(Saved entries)
## START

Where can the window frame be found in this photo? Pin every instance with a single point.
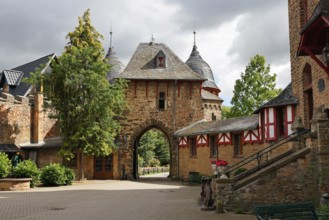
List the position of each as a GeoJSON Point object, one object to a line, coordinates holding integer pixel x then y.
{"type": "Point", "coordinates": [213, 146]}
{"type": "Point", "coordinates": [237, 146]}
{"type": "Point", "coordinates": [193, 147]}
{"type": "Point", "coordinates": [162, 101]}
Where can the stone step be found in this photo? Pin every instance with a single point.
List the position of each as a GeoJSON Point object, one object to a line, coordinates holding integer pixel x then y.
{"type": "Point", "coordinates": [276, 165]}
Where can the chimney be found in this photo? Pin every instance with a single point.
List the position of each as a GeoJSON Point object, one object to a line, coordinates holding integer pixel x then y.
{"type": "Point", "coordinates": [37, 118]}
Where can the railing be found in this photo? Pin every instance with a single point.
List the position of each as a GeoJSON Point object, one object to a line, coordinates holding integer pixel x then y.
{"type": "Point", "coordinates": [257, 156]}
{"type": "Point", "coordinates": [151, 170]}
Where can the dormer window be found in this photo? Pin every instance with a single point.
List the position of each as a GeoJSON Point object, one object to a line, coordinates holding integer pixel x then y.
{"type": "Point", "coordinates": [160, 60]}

## END
## START

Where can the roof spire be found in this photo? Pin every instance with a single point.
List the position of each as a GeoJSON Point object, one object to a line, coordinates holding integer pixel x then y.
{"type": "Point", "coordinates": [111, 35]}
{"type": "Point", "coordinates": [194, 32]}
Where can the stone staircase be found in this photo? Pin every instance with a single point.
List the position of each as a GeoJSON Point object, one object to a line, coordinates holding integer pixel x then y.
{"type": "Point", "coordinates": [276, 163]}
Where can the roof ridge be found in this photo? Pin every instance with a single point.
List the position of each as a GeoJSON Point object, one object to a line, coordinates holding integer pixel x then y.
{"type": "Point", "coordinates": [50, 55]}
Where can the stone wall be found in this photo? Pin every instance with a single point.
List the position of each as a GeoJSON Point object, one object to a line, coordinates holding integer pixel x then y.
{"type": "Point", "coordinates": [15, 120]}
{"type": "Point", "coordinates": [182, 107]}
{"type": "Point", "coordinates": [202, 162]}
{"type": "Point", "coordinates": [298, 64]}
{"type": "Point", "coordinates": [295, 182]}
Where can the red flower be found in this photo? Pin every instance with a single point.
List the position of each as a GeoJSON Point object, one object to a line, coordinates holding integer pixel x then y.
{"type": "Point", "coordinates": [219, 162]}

## END

TASK OBJECTIVE: Find every line in the entries above that contains the string "roof" and copy each one out. Case counts.

REPLY TO THE TASK:
Where can the roof spire be found in this photo? Pin every instance with a single point.
Where can the roof ridge be found in this photo? Pin every instance with a single point.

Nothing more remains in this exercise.